Now if $\mu \ne 0$ is any other eigenvalue of $A$, then

$\exists z \ne 0, \; Az = \mu z; \tag 4$

since $\mu \ne 0$ and $z \ne 0$, we have

$0 \ne \mu z = Az = (xy^\ast)z = x(y^\ast z) = (y^\ast z)x; \tag 5$

from this we infer that

$(y^\ast z) \ne 0, \; x \ne 0, \tag 6$

which leads us to

$z = \dfrac{y^\ast z}{\mu}x = \alpha x, \; \alpha = \dfrac{y^\ast z}{\mu} \ne 0; \tag 7$

$z$ is thus a scalar multiple of $x$, whence

$\mu z = Az = A(\alpha x) = \alpha Ax = \alpha \lambda x = \lambda(\alpha x) = \lambda z; \tag 8$

thus,

$(\mu - \lambda)z = 0 \Longrightarrow \mu = \lambda, \tag 9$

and we see that $\lambda \ne 0$ is the only non-zero eigenvalue of $A$.

Last but by no means least, if

$\lambda = y^\ast x \ne 0, \tag{10}$

then as we have seen above, $\lambda$ is the sole non-vanishing eigenvalue of $A = xy^\ast$, and furthermore, $\lambda$ is of geometric and algebraic multiplicity $1$; we can see that this is true via the observation that the kernel of the linear map

$\phi_y: V \to \Bbb K, \; \phi_y(z) = y^\ast z \in \Bbb K, \; z \in V, \tag{11}$

satisfies

$\dim \ker \phi_y = n - 1, \tag{12}$

where

$\dim_{\Bbb K} V = n; \tag{13}$

therefore there exist $n - 1$ linearly independent vectors

$w_1, w_2, \ldots, w_{n - 1} \in \ker \phi_y, \tag{14}$

each of which satisfies

$y^\ast w_i = \phi_y(w_i) = 0, \; 1 \le i \le n - 1; \tag{15}$

then

$Aw_i = (xy^\ast)w_i = x(y^\ast w_i) = 0, 1 \le i \le n - 1; \tag{16}$

from (11)-(16) we see that the dimension of the kernel of $A$, that is, the dimension of the $0$-eigenspace, is $n - 1$; from this fact we conclude that the dimension of the $\lambda$-eigenspace is precisely $1$, i.e., $\lambda$ is of geometric and algebraic multiplicity $1$ as asserted above.

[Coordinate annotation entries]
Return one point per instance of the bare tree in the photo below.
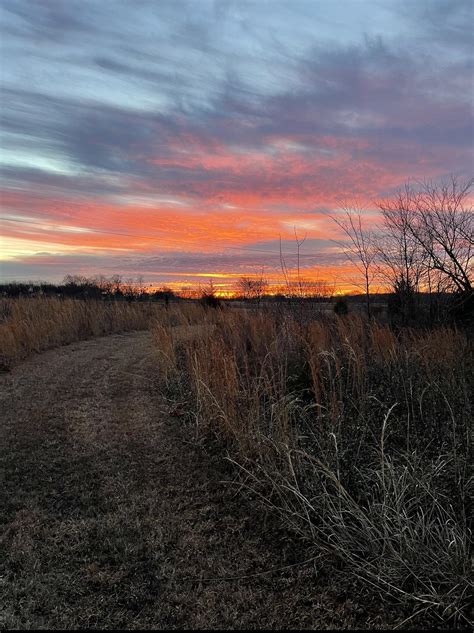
(359, 248)
(402, 260)
(444, 228)
(252, 288)
(429, 237)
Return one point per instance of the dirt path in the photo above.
(111, 513)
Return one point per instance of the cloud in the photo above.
(224, 126)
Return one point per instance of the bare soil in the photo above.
(113, 516)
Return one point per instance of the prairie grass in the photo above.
(29, 325)
(358, 437)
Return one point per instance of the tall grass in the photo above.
(359, 438)
(35, 324)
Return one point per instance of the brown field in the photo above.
(231, 469)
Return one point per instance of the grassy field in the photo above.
(344, 446)
(35, 324)
(357, 437)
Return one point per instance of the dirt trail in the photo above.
(111, 513)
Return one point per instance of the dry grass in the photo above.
(29, 325)
(357, 437)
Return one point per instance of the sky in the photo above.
(181, 140)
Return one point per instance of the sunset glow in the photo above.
(181, 141)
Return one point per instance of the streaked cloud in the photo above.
(191, 128)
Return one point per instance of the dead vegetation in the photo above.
(35, 324)
(358, 438)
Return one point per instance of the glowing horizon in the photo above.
(182, 145)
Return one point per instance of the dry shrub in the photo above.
(358, 437)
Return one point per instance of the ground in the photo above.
(114, 516)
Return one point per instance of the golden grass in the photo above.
(356, 435)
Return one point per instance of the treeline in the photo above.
(81, 287)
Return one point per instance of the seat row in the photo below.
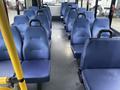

[What the task asks]: Write out the part of the eigenvalue proof that begins at "which leads us" and stops after "eigenvalue of $A$.", with no changes.

[Solution to the exercise]:
which leads us to

$z = \dfrac{y^\ast z}{\mu}x = \alpha x, \; \alpha = \dfrac{y^\ast z}{\mu} \ne 0; \tag 7$

$z$ is thus a scalar multiple of $x$, whence

$\mu z = Az = A(\alpha x) = \alpha Ax = \alpha \lambda x = \lambda(\alpha x) = \lambda z; \tag 8$

thus,

$(\mu - \lambda)z = 0 \Longrightarrow \mu = \lambda, \tag 9$

and we see that $\lambda \ne 0$ is the only non-zero eigenvalue of $A$.